**Do this:** In the material below, repeat only the lines from the one that holds "Every instance of the red" through the final line, exactly as they stand.

**Dataset entries:**
- - - -
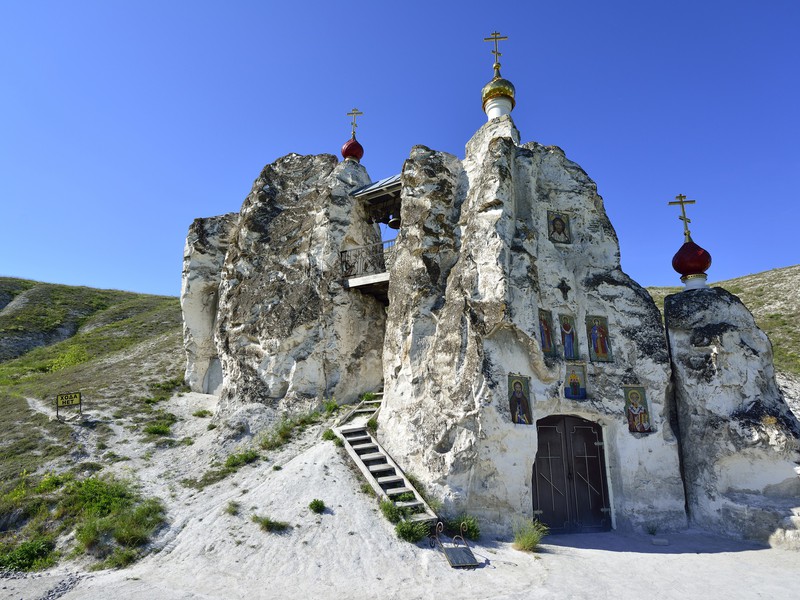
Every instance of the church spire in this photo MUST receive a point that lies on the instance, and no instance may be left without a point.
(352, 150)
(691, 261)
(498, 94)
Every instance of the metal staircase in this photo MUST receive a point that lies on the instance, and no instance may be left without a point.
(383, 474)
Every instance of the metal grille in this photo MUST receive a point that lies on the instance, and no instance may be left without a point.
(367, 260)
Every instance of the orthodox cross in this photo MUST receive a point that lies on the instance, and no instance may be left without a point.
(496, 37)
(564, 288)
(682, 201)
(354, 113)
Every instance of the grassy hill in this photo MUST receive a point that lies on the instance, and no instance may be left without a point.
(124, 352)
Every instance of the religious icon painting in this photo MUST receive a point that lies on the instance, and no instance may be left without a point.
(597, 334)
(519, 399)
(569, 337)
(546, 333)
(558, 227)
(575, 382)
(636, 410)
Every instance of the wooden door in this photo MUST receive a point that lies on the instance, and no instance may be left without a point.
(570, 491)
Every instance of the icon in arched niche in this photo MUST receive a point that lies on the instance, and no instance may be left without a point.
(519, 393)
(575, 382)
(597, 334)
(546, 333)
(558, 229)
(569, 337)
(636, 410)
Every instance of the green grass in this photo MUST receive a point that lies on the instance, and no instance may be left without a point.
(232, 464)
(286, 429)
(270, 525)
(412, 531)
(472, 530)
(527, 535)
(234, 461)
(108, 517)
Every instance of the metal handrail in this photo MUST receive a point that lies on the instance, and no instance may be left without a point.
(367, 260)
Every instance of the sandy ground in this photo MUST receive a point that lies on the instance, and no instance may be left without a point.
(351, 551)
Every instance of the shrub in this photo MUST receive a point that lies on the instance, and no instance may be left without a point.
(270, 525)
(472, 530)
(234, 461)
(392, 512)
(28, 555)
(528, 534)
(412, 531)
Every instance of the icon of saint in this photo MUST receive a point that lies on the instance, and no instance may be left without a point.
(638, 419)
(558, 230)
(568, 338)
(599, 340)
(546, 334)
(520, 406)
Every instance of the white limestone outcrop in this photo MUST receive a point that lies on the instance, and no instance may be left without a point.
(288, 334)
(475, 263)
(203, 255)
(739, 439)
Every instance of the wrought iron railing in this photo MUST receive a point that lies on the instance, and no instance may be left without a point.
(367, 260)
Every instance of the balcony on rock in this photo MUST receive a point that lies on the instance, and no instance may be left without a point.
(367, 268)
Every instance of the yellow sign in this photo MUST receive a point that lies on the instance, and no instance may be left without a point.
(73, 399)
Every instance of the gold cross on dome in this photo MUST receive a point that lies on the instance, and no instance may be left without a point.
(682, 201)
(354, 113)
(496, 37)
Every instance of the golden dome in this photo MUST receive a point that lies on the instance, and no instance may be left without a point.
(498, 86)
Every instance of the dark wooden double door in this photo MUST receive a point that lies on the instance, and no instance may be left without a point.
(570, 491)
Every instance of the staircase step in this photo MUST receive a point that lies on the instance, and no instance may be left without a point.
(381, 468)
(359, 439)
(373, 456)
(398, 490)
(359, 448)
(350, 431)
(390, 479)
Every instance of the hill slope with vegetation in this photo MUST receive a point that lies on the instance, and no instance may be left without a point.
(97, 488)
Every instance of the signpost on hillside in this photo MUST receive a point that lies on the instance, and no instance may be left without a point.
(71, 399)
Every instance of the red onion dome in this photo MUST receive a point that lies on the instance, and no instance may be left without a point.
(691, 259)
(352, 149)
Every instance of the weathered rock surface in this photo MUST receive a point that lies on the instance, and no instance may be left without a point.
(287, 333)
(474, 266)
(739, 439)
(203, 257)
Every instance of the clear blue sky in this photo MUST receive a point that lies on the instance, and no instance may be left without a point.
(120, 122)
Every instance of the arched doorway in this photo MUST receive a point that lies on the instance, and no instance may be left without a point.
(570, 491)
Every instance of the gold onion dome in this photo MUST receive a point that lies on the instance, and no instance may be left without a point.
(498, 86)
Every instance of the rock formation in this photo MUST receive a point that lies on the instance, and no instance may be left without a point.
(286, 332)
(203, 257)
(475, 268)
(739, 439)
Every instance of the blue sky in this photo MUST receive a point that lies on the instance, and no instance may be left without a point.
(120, 122)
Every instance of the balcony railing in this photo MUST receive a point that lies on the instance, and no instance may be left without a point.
(367, 260)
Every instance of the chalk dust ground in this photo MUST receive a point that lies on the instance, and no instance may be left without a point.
(351, 551)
- - - -
**Solution for this problem:**
Every instance of the red onion dome in this photo MUST receive a point that lies on the instance, and no instance may be left without a point.
(691, 259)
(352, 149)
Every instance of the weathered rock surface in this photo MUST receive a point that lies on the instance, and no instance may be left without a point.
(287, 333)
(474, 266)
(739, 439)
(203, 257)
Every instance of the clear blue sky in this photo MUST receive a point that lies on the instance, and no instance may be left without a point.
(120, 122)
Every instance of the arched doorway in this photo MUST receive a point that lies on the instance, and no instance may be left without a point.
(570, 491)
Every instance of the gold onion dome in this photo MUST receive a point that lies on the instance, and no instance may be left without a point.
(498, 86)
Every instance of the rock formation in this photo MUST receive a point that lies on the instance, and no instance may be left without a point.
(286, 332)
(203, 257)
(475, 268)
(739, 439)
Every instance of the blue sky in this photo MUST receive a point that lies on the instance, and no instance may be left without a point.
(120, 122)
Every instance of the balcony railing in this photo MUST receive a point that lies on the instance, and no instance may be left without a point.
(367, 260)
Every instance of the chalk dust ground in this photo MUST receive a point that lies on the instance, and no instance may be left without a point.
(351, 551)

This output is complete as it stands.